-- begin TEXT --
And don't think that Fox Sports itself didn't suffer from not enough telecasts. Heads should be rolling after the bottom of the ninth inning of Game 7 when Fox blew the coverage. With only one more out to go, Alex Gordon of the Royals hit a ball in the gap and was flying around the bases representing the tying run in the final inning of the deciding game of the season.

What did Fox do? It stayed with the ball in the outfield, and failed to show Gordon until he was already slowing up while heading into third base. After the game, all the media could do was to speculate about whether or not Gordon could have made it all the way home and tied the game. Say what?

Personally, I have never produced or directed a telecast. But I have watched enough, as well as participating in other aspects of pro and college telecasts to know what SHOULD have happened.

All Fox needed to do was switch back and forth between Gordon flying around the bases and the ball going to the wall and being kicked around. Instead, they did a poor job of showing what could have been one of the most important plays in baseball history.

Now we have five months before the 2015 MLB regular season begins, and a new commissioner scheduled to take over before it does. How about making sure that fans get to see all of the contending teams "over-the-air" ahead of the World Series?

Meanwhile, the radio ratings continue to prove the point that the teams and sports content makes sports stations instead of the talent. The just released ratings for mid-September into mid-October, which includes the baseball pennant chases and the NFL season in full swing, left its mark in the usual important markets.

In New York, having the Yankees broadcasts helped WFAN rise to #6 overall with a full ratings point increase in just one month. It is important to note that the increase did not come from WEPN-FM, as the ESPN flagship saw its ratings increase by .5 overall during the same month.

San Francisco's KNBR 680 again finished #1 overall, since it is a sports station and the flagship for the (now) World Champion Giants. During this period, it went from a 5.7 to a 6.6 rating while staying on top. In fact, the station also rose from a 4.7 to a 5.6 in the San Jose rating book, which is considered a separate market by Nielsen.

Chicago sports radio stations all increased during the month, with WSCR The Scorer 670 and WVMP ESPN 1000 each increasing by .3. Even WGWG-FM The Game rose from a .4 to a .5, marking the first time that three sports stations in Chicago have all increased their rating during the same book.

In Philadelphia, the Eagles broadcasts helped WIP-FM, which rose to #5 overall, going from a 3.7 to a 5.3. Yet, WPEN-FM also rose .6 of a ratings point during the same time.
-- end TEXT --
> WRITTEN PROBLEM 1
List every line in the records that contains the word "beach".
The column and the records are not connected.
-- begin RECORD EXTRACTS --
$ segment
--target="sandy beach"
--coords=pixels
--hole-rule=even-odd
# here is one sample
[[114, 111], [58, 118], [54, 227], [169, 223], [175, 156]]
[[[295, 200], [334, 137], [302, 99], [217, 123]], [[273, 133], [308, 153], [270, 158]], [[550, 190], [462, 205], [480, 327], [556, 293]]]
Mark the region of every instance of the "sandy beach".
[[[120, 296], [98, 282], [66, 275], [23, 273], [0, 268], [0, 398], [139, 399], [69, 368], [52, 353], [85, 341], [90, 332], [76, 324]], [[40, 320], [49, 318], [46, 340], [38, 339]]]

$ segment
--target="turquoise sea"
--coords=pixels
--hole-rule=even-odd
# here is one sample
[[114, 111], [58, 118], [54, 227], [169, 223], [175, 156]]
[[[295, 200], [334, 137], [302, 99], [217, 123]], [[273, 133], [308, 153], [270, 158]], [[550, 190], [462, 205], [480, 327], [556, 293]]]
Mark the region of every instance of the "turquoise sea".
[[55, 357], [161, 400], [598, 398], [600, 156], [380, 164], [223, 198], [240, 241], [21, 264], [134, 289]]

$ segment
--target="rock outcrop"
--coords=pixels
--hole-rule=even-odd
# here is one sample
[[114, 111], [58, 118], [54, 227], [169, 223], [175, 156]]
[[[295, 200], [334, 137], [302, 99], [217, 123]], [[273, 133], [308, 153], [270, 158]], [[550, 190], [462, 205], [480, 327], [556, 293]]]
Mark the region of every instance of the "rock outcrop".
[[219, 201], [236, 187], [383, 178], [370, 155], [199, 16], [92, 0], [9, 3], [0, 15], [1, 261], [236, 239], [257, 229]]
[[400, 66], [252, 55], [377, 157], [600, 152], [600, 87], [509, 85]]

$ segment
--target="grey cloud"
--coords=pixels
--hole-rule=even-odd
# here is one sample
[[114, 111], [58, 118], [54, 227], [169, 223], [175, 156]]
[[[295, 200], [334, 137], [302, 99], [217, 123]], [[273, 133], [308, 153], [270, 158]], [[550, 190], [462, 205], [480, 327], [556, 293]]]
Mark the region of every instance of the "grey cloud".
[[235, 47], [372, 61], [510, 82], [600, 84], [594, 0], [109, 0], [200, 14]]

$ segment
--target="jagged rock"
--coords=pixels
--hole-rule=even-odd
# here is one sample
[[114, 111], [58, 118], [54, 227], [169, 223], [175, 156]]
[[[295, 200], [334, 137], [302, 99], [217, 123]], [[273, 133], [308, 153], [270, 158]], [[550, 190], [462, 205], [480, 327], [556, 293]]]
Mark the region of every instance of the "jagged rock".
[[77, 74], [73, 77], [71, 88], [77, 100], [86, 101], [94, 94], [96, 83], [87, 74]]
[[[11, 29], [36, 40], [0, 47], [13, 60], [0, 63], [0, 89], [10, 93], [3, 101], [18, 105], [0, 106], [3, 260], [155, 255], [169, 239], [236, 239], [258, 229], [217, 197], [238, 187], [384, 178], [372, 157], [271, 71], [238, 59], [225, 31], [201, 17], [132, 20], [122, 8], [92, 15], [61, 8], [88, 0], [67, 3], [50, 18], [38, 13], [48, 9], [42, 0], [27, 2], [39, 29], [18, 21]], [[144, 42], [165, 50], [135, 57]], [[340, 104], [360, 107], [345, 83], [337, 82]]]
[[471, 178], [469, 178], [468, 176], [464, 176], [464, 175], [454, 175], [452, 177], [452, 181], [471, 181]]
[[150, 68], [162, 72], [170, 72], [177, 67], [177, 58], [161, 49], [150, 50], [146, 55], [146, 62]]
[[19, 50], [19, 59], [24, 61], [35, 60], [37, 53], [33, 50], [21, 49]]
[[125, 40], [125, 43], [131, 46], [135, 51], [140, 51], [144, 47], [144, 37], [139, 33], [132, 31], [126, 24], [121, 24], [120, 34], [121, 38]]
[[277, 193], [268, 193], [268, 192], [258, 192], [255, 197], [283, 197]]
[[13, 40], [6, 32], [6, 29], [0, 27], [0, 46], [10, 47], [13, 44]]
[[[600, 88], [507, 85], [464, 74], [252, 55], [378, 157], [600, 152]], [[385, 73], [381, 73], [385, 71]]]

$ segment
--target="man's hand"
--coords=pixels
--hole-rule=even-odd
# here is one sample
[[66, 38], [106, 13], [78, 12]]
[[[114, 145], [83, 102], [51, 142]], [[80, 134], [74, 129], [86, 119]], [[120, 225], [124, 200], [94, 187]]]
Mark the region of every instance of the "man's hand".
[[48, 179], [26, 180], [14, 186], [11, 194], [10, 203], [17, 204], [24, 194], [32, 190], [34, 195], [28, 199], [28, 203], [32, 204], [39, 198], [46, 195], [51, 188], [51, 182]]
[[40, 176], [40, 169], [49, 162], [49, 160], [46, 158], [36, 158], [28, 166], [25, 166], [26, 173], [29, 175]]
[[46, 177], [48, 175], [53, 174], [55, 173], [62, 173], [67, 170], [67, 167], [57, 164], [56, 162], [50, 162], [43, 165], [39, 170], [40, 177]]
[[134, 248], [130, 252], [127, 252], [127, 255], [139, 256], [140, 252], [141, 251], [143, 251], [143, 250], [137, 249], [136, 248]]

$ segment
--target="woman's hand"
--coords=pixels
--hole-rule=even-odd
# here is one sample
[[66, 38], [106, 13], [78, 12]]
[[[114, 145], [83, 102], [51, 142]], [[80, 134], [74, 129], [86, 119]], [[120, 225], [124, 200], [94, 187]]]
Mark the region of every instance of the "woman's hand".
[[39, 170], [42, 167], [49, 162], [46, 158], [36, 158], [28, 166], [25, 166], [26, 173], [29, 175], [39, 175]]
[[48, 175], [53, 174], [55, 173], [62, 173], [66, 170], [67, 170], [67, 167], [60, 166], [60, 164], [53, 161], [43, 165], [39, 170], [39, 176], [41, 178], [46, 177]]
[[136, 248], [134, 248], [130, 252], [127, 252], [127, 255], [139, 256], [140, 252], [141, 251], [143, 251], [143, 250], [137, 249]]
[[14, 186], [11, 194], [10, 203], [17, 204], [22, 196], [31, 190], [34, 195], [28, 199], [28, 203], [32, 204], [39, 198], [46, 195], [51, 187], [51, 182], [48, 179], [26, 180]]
-- end RECORD EXTRACTS --
> WRITTEN PROBLEM 2
Rewrite the column between "Chicago sports radio" and "the same book.", inclusive, putting "Detroit" wherever "Chicago" appears.

> TASK RESPONSE 1
--target="sandy beach"
Mark the region of every instance of the "sandy beach".

> TASK RESPONSE 2
Detroit sports radio stations all increased during the month, with WSCR The Scorer 670 and WVMP ESPN 1000 each increasing by .3. Even WGWG-FM The Game rose from a .4 to a .5, marking the first time that three sports stations in Detroit have all increased their rating during the same book.